• [Exercise prompt]
Output the data below exactly as it is, dropping the pictures from your copy.

[Supplied material — start]

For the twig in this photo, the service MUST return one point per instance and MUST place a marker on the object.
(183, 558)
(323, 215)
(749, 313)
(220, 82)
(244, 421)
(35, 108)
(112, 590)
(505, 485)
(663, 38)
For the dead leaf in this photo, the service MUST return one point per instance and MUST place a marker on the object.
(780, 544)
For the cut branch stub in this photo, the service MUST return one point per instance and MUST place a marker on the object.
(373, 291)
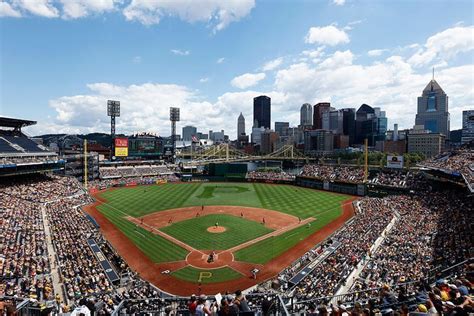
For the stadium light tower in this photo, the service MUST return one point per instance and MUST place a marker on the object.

[Supplied material — finish]

• [Answer to this task]
For the twig in this photo, the service MUST return one point per instance and MUST place a marker on the object.
(183, 558)
(323, 215)
(749, 313)
(220, 82)
(244, 421)
(35, 108)
(112, 590)
(505, 485)
(663, 38)
For the dead leaf in this photo, the service MUST return one point per instance and MUST place a marker on the object.
(780, 544)
For the cut branch stub in this photo, the service MUST return one point per instance and MUST place a marker on the object.
(373, 291)
For the stadium light tower in this photo, the service MUST return one point per instance and MUST place a marker on the object.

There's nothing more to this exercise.